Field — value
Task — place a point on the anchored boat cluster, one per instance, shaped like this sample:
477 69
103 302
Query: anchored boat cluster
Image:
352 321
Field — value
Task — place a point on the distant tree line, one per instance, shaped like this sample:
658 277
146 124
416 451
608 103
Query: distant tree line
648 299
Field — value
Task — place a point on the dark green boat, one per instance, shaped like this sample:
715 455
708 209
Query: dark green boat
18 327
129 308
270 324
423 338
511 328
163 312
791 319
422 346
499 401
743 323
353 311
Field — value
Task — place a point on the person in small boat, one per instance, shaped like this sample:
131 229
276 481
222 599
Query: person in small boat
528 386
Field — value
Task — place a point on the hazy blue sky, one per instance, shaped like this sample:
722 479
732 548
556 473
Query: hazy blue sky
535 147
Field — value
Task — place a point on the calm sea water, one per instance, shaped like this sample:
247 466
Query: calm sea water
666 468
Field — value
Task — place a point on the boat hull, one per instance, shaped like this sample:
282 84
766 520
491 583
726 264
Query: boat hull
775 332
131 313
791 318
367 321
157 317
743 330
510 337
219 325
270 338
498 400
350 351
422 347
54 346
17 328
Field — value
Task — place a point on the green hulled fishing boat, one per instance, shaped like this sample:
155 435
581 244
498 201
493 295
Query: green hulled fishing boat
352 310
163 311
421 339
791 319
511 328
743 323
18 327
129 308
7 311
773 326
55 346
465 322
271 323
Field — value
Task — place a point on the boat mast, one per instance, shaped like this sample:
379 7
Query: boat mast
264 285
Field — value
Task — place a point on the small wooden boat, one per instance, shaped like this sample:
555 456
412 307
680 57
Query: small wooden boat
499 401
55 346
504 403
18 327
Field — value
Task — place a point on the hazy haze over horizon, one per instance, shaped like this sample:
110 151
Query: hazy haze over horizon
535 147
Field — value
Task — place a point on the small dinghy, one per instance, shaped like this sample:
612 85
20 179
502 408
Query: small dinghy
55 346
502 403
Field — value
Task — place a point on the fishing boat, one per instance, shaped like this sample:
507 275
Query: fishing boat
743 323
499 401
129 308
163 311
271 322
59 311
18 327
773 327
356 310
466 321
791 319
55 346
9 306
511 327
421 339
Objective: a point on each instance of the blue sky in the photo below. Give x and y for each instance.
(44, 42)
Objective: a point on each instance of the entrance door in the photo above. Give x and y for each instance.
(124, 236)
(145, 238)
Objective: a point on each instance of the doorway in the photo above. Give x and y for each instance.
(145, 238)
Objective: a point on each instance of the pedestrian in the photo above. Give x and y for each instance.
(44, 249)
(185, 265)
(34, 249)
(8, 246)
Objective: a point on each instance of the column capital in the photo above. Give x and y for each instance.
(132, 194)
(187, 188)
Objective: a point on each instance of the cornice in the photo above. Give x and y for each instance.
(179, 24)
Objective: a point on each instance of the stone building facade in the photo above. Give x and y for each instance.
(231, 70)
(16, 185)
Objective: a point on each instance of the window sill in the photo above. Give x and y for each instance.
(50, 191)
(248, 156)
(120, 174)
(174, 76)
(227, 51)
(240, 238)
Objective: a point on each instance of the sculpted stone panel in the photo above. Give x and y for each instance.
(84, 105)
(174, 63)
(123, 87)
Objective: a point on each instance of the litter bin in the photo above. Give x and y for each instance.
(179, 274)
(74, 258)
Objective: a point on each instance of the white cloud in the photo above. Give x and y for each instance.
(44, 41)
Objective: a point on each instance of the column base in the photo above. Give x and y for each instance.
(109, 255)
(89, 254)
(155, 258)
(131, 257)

────────────────────────────────────────

__The exercise__
Restate the records, all of them, precisely as written.

__Task solution__
Field — value
Task — place a point on the anchored boat cluster, one per instance, shaped like this sample:
477 69
103 302
Query: anchored boat cluster
Image:
352 321
Field — value
Task — place a point on the distant tree line, one per instance, shaped like this sample:
658 277
146 124
416 451
608 103
Query: distant tree line
648 299
Field — value
Task — place a point on the dark green boat, one per instance, shaped like this sample:
715 455
708 209
Query: dark green boat
18 327
129 308
270 324
423 338
511 328
163 312
791 319
422 346
499 401
743 323
353 311
Field — value
Task — place a point on the person in small boat, one per instance, shaped like this sample:
131 229
276 481
222 599
Query: person in small boat
528 386
Field — value
Task — place a point on the hazy blue sky, one per instance, shaped like this sample:
722 479
732 548
556 473
Query: hazy blue sky
535 147
Field — value
Task — place a point on the calm sea water, one per instance, shaped like this sample:
247 466
Query: calm sea water
666 468
Field — value
Task — place a point on the boat hull, one per instance, shaped like this sample:
282 84
766 520
491 583
726 264
Query: boat hull
775 332
131 313
791 318
367 321
157 317
743 330
510 337
219 325
270 338
498 400
350 351
422 347
54 346
17 328
Field — value
Task — place a point on the green hulled fishing boat, one per instance, shaped like this sample:
155 435
581 244
498 201
493 295
Query: green hulled fishing boat
352 310
163 311
421 339
791 319
511 328
743 323
18 327
129 308
7 311
773 326
55 346
465 322
271 323
Field — value
Task — place a point on the boat mast, one per instance, shaped like this sample:
379 7
Query: boat mast
264 285
Field — value
Task — place a point on the small wooden boat, one per instance, shaped like this sample:
555 456
412 307
680 57
Query: small wooden boat
499 401
55 346
504 403
18 327
Field — value
Task — place a point on the hazy haze over horizon, one per instance, shaped like this sample:
110 151
Query: hazy haze over horizon
535 147
Field — value
Task — place a point on the small dinghy, one per instance, shaped like this sample:
612 85
20 179
502 408
Query: small dinghy
55 346
502 403
Field — value
Task — place a point on the fishing boat, one per instance, shaped like this sample:
507 275
Query: fishing boat
743 323
499 401
129 308
163 311
271 322
59 311
18 327
773 327
356 310
466 321
791 319
55 346
9 306
511 327
421 339
Objective: a point on each instance of the blue sky in the photo below. Give x and y for each instance.
(44, 42)
Objective: a point on each instance of the entrance door in the photo above. Give x and y for each instance.
(124, 236)
(145, 238)
Objective: a point on each instance of the doorway in the photo above. Give x and y for each instance.
(145, 238)
Objective: a point on each instance of the pedestrian in the photo above. Give x and y for each instance.
(44, 249)
(185, 265)
(34, 249)
(8, 246)
Objective: a point on each instance of the column capital in the photo above. Give x and y for each instance.
(132, 194)
(187, 188)
Objective: a point on each instance of the cornice in the photo above. Give x and y for each instance.
(179, 24)
Objective: a point on each instance of the stone building facade in the photo above. Give x and y for each instance.
(231, 70)
(16, 185)
Objective: a point on each instance of the window sill in the photo above. Give x and y for each instance.
(50, 191)
(248, 156)
(120, 174)
(174, 76)
(227, 51)
(240, 238)
Objective: a point on each instance of the sculpted stone panel in the photo above. Give x and y for each instance.
(84, 105)
(174, 63)
(123, 87)
Objective: a point on each instance of the litter bin in the photo above. Give x and y for each instance.
(179, 274)
(74, 258)
Objective: a point on each instance of the white cloud in the photo above. Give x and y for each instance.
(44, 41)
Objective: a point on each instance of the column base in the photo above. Give x and y for each instance.
(109, 255)
(89, 254)
(155, 258)
(131, 257)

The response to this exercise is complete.